» **What to produce**
Quote all of the data exactly as given. Skip every picture it contains.

(Point annotation records)
============================================================
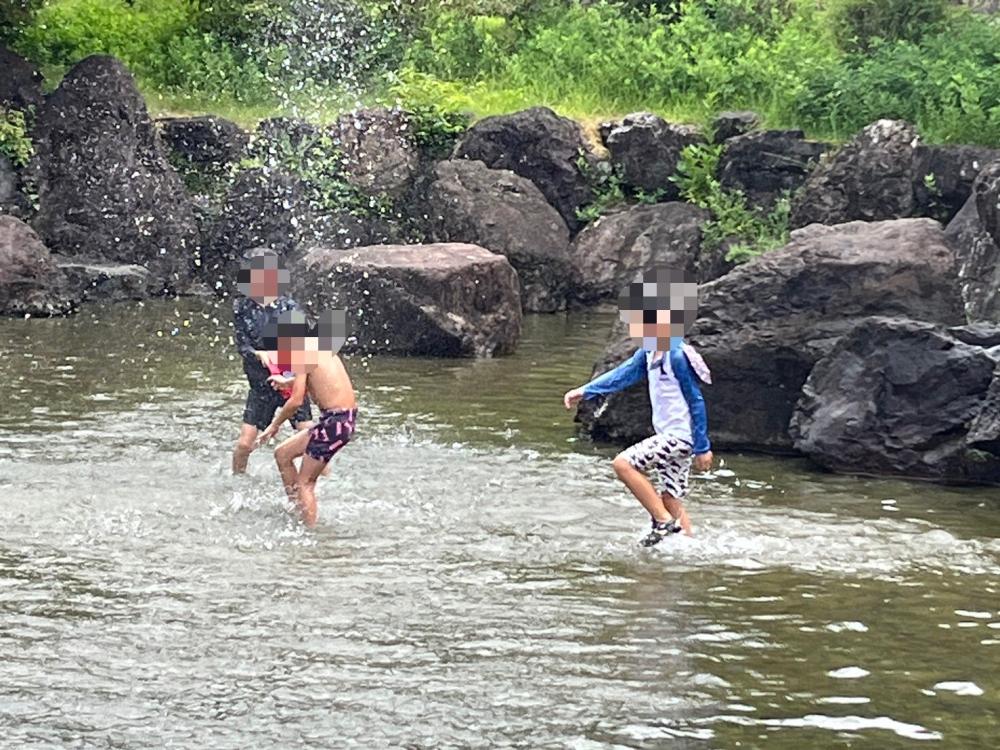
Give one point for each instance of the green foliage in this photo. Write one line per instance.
(14, 16)
(320, 165)
(747, 232)
(860, 25)
(15, 143)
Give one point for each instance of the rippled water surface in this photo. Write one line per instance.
(474, 580)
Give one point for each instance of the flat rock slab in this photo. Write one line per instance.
(441, 300)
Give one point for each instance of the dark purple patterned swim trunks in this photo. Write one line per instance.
(331, 433)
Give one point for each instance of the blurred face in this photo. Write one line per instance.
(660, 305)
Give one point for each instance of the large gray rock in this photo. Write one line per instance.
(20, 83)
(442, 300)
(978, 258)
(30, 282)
(767, 164)
(380, 156)
(902, 397)
(646, 149)
(106, 191)
(610, 252)
(763, 326)
(264, 208)
(13, 201)
(944, 177)
(987, 194)
(869, 179)
(208, 143)
(538, 144)
(506, 214)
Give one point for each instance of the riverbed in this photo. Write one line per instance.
(474, 579)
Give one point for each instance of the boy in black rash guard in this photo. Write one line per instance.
(262, 278)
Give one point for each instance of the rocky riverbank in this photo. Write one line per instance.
(869, 342)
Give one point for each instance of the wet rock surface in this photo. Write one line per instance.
(768, 164)
(869, 179)
(445, 300)
(609, 253)
(645, 149)
(902, 397)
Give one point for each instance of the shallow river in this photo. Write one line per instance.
(474, 579)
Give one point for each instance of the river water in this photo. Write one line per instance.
(474, 579)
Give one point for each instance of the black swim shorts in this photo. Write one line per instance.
(262, 403)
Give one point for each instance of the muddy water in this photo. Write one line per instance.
(474, 580)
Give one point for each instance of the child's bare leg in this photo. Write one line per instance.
(244, 447)
(676, 509)
(306, 500)
(285, 455)
(641, 487)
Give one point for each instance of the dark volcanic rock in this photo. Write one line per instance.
(731, 124)
(898, 397)
(766, 164)
(944, 177)
(539, 145)
(444, 300)
(12, 198)
(763, 326)
(379, 153)
(869, 179)
(987, 194)
(978, 258)
(210, 143)
(646, 148)
(506, 214)
(20, 83)
(30, 282)
(106, 191)
(610, 252)
(264, 208)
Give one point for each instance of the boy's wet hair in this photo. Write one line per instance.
(662, 289)
(261, 259)
(329, 329)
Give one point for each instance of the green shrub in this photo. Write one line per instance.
(858, 25)
(747, 232)
(15, 143)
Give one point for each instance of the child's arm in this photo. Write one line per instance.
(242, 337)
(287, 411)
(696, 405)
(627, 374)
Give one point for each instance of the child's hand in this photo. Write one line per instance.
(279, 382)
(572, 398)
(267, 435)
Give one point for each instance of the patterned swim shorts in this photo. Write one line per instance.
(331, 433)
(670, 456)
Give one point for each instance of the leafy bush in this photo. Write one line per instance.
(15, 143)
(747, 232)
(859, 25)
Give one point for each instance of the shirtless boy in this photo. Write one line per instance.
(311, 352)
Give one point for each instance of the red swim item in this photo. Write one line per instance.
(279, 370)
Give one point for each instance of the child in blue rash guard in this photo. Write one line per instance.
(672, 369)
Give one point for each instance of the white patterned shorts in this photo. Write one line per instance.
(669, 456)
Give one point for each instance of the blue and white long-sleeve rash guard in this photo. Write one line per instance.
(678, 407)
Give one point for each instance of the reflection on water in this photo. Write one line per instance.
============================================================
» **Task result**
Give one point for each instance of the green foliage in this photo. Write one line per instance.
(14, 16)
(320, 165)
(747, 232)
(860, 25)
(15, 143)
Give one point for each instance of the rippled water surface in this photo. Write one line per instance.
(474, 580)
Give one point for each instance of the flat rock slab in this photo. Write one line per instance.
(441, 300)
Give one point for each instance of the dark purple patterned swim trunks in this photo. Write one line per instance.
(331, 433)
Give one point for each instance of the blurred face in this photo. Write one line per instance.
(660, 305)
Give one point for each instance of the large gray rock in this photo. Write one line per instance.
(20, 83)
(442, 300)
(978, 258)
(30, 282)
(767, 164)
(380, 156)
(902, 397)
(646, 149)
(106, 191)
(610, 252)
(763, 326)
(264, 208)
(13, 201)
(944, 177)
(987, 194)
(869, 179)
(208, 143)
(538, 144)
(506, 214)
Give one point for each instance of the riverbed in this photo. Write one line per instance.
(474, 579)
Give one point for each instance of the boy in black rash guard in this photo. Write one line per instance.
(262, 278)
Give one point for each instance of the rocky riverbank in this photo. Write one line per instance.
(869, 342)
Give one point for each instance of the wet rock surface in this photo. Write one line per instance.
(768, 164)
(869, 179)
(445, 300)
(609, 253)
(645, 149)
(902, 397)
Give one point for each instance of the shallow river in this photo. Write one line per instance.
(474, 579)
Give one point for each instance of the river water in this photo. Write one line per instance.
(474, 579)
Give one point for each instance of the black swim shorts in this photo. Write one line per instance.
(262, 403)
Give one point for each instance of the muddy water in this photo. Write one line per instance.
(474, 580)
Give one point for each instance of the child's bare leg in this photo. Write one line per instance.
(244, 447)
(676, 509)
(306, 500)
(285, 455)
(641, 487)
Give one point for each instance of the dark volcanic rock in this photo. Write one line per instance.
(731, 124)
(898, 397)
(766, 164)
(944, 177)
(539, 145)
(444, 300)
(12, 198)
(763, 326)
(379, 153)
(869, 179)
(987, 194)
(978, 258)
(210, 143)
(646, 148)
(506, 214)
(20, 83)
(30, 282)
(106, 191)
(610, 252)
(264, 208)
Give one point for each instance of the boy's wet hair in this photo. Write one line per instance.
(662, 289)
(261, 259)
(329, 329)
Give one point for each instance of the green shrub in this photo. Write one line per instance.
(858, 25)
(747, 232)
(15, 143)
Give one point for each instance of the child's arm in this photo. Write one line per instance.
(242, 337)
(287, 411)
(696, 405)
(627, 374)
Give one point for each instance of the child's hand in this photo. Write one line per instance.
(279, 382)
(572, 398)
(267, 435)
Give one point for each instance of the patterned swim shorts in this photo. Write one line per instance.
(331, 433)
(670, 456)
Give one point for each instance of the leafy bush in this photo. Write one line per instance.
(15, 143)
(747, 232)
(859, 25)
Give one point for each instance of the shirtless boy in this photo. Write one line per instance.
(311, 352)
Give one point for each instance of the red swim item in this photo. Write one line per instance.
(279, 370)
Give one point for each instance of the child in blue rash guard in this photo. Write one line per instance.
(672, 369)
Give one point for each instance of the white patterned shorts in this photo. Write one line per instance.
(669, 456)
Give one point for each instance of the blue and white long-sleeve rash guard in this photo. Write one line per instance.
(678, 407)
Give one point for each instance of the reflection on water in this photo. Write one line per instance.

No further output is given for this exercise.